**Instrucciones de la tarea:**
Responde estas preguntas según el texto sobre Miguel Ángel y los papas:
(a) ¿Qué alimento prohibió consumir Pablo IV Carafa, y por qué razón?
(b) ¿Hacia qué dirección mandó trasladar la rejilla de partición de la Sixtina?
(c) ¿Cuál fue el único proyecto que Pío IV le encargó a Miguel Ángel?

**Texto:**
• • • • • • •
El siguiente Papa fue precisamente el cardenal Gian Pietro Carafa. Como ya hemos comentado, era un monstruo tanto para los católicos como para los judíos. Y para Miguel Ángel, fue la resurrección de sus peores pesadillas. Carafa, igual que el papa Pablo IV, estableció el Índice de los Libros Prohibidos, prohibió la entrada al Vaticano de las mujeres, quemó ejemplares del Talmud y de la Cábala, expulsó a los judíos de Roma y los encerró en el gueto, exprimió los ahorros de la Iglesia gravando de forma exagerada a los creyentes para enriquecer a sus sobrinos y a su amante, torturó y quemó en la hoguera a homosexuales, ordenó cardenales a dos sobrinos (de 14 y 16 años) y prohibió el consumo de la patata —importada recientemente del Nuevo Mundo a Europa por sir Francis Drake— por considerarla un fruto de la lujuria enviado por Satán. Pablo IV Carafa causó estragos en la Sixtina. Ordenó arrancar la rejilla de partición, símbolo del velo del sanctasanctórum, y trasladarla varios centímetros en dirección este para de este modo romper la correspondencia perfecta de la capilla con el templo judío. Convocó a Miguel Ángel y le ordenó al anciano maestro recomponer las figuras desnudas de El Juicio Final para que fueran «adecuadas» para la capilla papal. Acalorado, Miguel Ángel le respondió: «Si Su Santidad convierte el mundo en un lugar más adecuado, la pintura seguirá su ejemplo de inmediato». Fue el último encuentro de Buonarroti con Carafa. El Papa que lo sucedió, Pío IV, no era mejor. El único proyecto que le encargó a Miguel Ángel fue una nueva puerta para la ciudad de Roma, la Porta Pia.
Porta Pia, Roma. Fotografía de Roy Doliner.
Detalle de uno de los extraños elementos decorativos que Miguel Ángel colocó en la Porta Pia. Fotografía de Roy Doliner.
Empezada dos años antes de la muerte del artista, la Porta lleva el nombre de Julio, más un elemento de diseño inusual: unas extrañas muescas circulares rematadas con borlas.
• • • • • • •
**Datos:**

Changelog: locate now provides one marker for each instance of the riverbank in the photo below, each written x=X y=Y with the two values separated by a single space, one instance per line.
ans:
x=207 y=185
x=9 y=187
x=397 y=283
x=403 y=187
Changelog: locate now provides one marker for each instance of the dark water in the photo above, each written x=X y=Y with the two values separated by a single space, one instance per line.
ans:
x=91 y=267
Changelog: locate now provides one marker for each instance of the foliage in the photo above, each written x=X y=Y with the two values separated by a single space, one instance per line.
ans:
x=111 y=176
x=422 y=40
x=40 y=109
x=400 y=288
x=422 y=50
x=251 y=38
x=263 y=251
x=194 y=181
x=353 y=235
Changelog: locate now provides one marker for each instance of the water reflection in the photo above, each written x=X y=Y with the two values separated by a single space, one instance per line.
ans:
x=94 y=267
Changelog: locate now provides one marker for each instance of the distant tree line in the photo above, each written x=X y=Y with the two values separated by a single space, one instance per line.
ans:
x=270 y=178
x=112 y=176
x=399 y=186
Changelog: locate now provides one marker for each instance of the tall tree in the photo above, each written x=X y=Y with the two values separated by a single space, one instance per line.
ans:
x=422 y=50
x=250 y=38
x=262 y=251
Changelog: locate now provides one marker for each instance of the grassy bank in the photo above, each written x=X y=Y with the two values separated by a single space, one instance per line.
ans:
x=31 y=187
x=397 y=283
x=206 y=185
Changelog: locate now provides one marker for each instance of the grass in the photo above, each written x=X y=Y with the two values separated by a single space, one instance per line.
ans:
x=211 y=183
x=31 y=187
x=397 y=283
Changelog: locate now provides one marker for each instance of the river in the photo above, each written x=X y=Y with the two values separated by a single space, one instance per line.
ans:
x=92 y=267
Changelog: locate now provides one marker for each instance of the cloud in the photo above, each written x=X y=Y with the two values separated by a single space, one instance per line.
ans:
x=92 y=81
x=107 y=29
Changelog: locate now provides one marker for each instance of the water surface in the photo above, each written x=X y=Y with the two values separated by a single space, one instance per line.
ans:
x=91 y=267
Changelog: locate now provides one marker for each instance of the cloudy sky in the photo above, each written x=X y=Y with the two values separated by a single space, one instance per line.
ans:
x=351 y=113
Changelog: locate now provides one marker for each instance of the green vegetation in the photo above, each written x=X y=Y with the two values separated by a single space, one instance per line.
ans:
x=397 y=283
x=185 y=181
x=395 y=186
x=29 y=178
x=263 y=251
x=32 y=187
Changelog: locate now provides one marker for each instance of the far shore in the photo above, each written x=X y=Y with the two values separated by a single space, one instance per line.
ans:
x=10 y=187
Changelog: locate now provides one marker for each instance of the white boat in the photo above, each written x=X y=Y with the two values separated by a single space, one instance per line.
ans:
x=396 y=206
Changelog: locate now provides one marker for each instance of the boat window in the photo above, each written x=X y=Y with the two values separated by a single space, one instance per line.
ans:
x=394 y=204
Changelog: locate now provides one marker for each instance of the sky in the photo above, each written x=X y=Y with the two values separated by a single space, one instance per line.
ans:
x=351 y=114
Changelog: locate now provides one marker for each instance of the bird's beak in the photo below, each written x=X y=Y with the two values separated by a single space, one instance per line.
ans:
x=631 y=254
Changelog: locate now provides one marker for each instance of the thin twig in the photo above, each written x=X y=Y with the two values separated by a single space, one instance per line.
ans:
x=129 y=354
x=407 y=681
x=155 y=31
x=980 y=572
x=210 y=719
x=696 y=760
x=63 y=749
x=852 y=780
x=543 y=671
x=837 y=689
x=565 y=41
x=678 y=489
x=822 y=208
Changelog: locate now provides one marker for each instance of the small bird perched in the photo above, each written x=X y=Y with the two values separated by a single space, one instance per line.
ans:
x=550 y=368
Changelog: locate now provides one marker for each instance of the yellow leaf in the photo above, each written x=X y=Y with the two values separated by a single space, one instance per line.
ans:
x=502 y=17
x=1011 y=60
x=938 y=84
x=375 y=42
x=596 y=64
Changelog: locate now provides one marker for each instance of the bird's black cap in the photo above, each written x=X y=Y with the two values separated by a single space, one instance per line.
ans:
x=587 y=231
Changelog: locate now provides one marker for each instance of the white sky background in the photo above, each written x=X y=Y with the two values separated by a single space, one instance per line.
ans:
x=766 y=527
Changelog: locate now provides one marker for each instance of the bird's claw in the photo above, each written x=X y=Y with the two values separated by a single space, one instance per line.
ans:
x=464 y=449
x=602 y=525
• • • • • • •
**Resultado:**
(a) La patata, por considerarla un fruto de la lujuria enviado por Satán.
(b) Hacia el este, varios centímetros.
(c) Una nueva puerta para la ciudad de Roma, la Porta Pia.